> What is required
Once the line with "Find the cabin" is found, repeat exactly that line and every one after it until the data below ends, including the last line.

(Referring expression data)
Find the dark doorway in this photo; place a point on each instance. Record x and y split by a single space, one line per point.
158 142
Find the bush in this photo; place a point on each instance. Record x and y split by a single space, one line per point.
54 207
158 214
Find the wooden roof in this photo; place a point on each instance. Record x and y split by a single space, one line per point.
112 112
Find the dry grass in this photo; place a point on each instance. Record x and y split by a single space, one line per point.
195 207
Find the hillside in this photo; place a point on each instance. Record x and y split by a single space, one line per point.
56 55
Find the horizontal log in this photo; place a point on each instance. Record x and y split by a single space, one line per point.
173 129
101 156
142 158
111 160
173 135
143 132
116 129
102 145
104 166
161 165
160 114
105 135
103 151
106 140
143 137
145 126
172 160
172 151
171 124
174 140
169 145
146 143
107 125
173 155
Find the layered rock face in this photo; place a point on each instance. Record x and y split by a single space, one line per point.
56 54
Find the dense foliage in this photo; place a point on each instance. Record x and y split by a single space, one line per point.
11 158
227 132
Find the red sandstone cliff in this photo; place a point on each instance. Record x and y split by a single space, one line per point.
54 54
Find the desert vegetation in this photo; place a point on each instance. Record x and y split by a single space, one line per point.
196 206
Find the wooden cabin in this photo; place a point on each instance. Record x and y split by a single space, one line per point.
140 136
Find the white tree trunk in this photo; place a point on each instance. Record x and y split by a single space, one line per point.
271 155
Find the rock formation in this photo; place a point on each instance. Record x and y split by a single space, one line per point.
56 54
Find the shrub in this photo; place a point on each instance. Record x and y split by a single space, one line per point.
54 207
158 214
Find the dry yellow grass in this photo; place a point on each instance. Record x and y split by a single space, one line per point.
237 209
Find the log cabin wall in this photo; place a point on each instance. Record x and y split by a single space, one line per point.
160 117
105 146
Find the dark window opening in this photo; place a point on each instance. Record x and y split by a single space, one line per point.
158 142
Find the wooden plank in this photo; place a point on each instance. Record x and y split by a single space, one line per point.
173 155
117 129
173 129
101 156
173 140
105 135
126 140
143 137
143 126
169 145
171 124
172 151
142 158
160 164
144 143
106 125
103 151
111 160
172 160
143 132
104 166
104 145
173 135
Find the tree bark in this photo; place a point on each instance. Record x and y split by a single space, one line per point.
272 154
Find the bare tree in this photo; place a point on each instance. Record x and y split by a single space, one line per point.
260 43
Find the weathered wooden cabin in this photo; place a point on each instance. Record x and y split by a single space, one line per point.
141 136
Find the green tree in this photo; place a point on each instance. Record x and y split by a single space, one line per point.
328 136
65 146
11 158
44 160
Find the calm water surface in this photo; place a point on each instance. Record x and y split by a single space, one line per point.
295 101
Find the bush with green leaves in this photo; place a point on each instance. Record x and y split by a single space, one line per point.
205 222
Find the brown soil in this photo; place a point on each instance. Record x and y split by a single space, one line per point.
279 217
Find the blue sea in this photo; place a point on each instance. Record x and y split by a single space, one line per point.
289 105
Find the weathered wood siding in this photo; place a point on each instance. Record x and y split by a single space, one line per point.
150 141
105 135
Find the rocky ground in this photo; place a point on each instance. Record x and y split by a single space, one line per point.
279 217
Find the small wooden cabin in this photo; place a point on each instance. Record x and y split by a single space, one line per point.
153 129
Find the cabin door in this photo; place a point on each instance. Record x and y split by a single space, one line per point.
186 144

> Written response
Find the cabin door in this photo; place a point on each instance. Record x and y split by a single space, one line per point.
186 144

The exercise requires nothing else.